Rename "tree bark" to "birch bark" in the listing from its start through the line containing "281, 522, 423]]". Return those lines with everything else unchanged, and leave the pictures out.

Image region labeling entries
+ + + + +

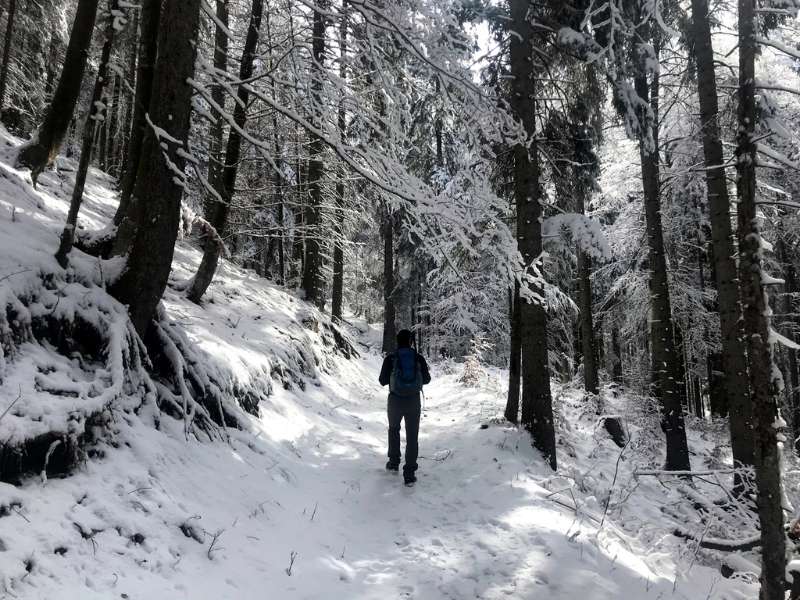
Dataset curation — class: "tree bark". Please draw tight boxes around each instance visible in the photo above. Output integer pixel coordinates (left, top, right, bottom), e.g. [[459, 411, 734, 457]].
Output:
[[381, 206, 397, 352], [775, 232, 800, 452], [611, 321, 624, 387], [736, 0, 786, 600], [634, 64, 691, 471], [17, 0, 98, 185], [114, 0, 161, 225], [56, 0, 118, 268], [575, 189, 602, 400], [331, 0, 347, 322], [509, 0, 557, 470], [692, 0, 753, 480], [111, 0, 200, 336], [302, 1, 327, 310], [188, 0, 264, 302], [119, 10, 139, 183], [0, 0, 17, 112], [505, 281, 522, 423]]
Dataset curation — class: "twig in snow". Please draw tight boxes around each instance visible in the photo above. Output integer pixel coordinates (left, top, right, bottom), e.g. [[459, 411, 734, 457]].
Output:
[[206, 529, 225, 560], [0, 270, 33, 281], [420, 449, 453, 462], [0, 386, 22, 421], [597, 438, 631, 533], [42, 439, 61, 483], [284, 550, 298, 577], [11, 506, 31, 523]]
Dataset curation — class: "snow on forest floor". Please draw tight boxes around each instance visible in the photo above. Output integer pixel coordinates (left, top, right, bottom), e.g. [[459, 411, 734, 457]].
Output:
[[0, 132, 756, 600]]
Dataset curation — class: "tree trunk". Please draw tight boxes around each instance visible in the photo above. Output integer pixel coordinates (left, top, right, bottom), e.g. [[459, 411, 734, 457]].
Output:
[[114, 0, 161, 225], [736, 0, 786, 600], [302, 2, 328, 310], [509, 0, 556, 470], [611, 322, 623, 387], [119, 10, 139, 183], [775, 237, 800, 452], [17, 0, 98, 185], [56, 0, 119, 268], [634, 65, 691, 471], [381, 206, 397, 352], [0, 0, 17, 112], [692, 0, 753, 480], [204, 0, 228, 202], [576, 190, 601, 398], [111, 0, 200, 336], [331, 0, 347, 322], [505, 281, 522, 423], [187, 0, 264, 302]]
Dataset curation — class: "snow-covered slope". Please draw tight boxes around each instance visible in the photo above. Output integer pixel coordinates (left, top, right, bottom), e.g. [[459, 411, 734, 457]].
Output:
[[0, 136, 755, 600]]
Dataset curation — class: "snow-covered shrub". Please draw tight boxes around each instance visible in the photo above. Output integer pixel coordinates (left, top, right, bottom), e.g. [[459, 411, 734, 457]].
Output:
[[459, 336, 488, 386]]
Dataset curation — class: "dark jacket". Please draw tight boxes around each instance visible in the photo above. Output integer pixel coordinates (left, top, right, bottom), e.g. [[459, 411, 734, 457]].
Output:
[[378, 352, 431, 398]]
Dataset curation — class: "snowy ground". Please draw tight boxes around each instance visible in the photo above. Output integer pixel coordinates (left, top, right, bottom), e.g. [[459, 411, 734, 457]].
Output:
[[0, 132, 756, 600]]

+ + + + +

◆ CORRECT RESULT
Dataset curation — class: "birch bark". Please draw tight boxes around each instance visible in the photo above. Output integer pixel coordinates (left, top, right, bottom), e.g. [[459, 411, 734, 457]].
Output:
[[381, 206, 397, 352], [775, 232, 800, 452], [611, 321, 624, 387], [736, 0, 786, 600], [634, 64, 691, 471], [17, 0, 98, 185], [114, 0, 161, 225], [56, 0, 118, 268], [575, 189, 602, 400], [331, 0, 347, 322], [509, 0, 557, 470], [692, 0, 753, 480], [111, 0, 200, 336], [302, 1, 327, 310], [188, 0, 264, 302], [119, 10, 139, 183], [0, 0, 17, 112], [505, 281, 522, 423]]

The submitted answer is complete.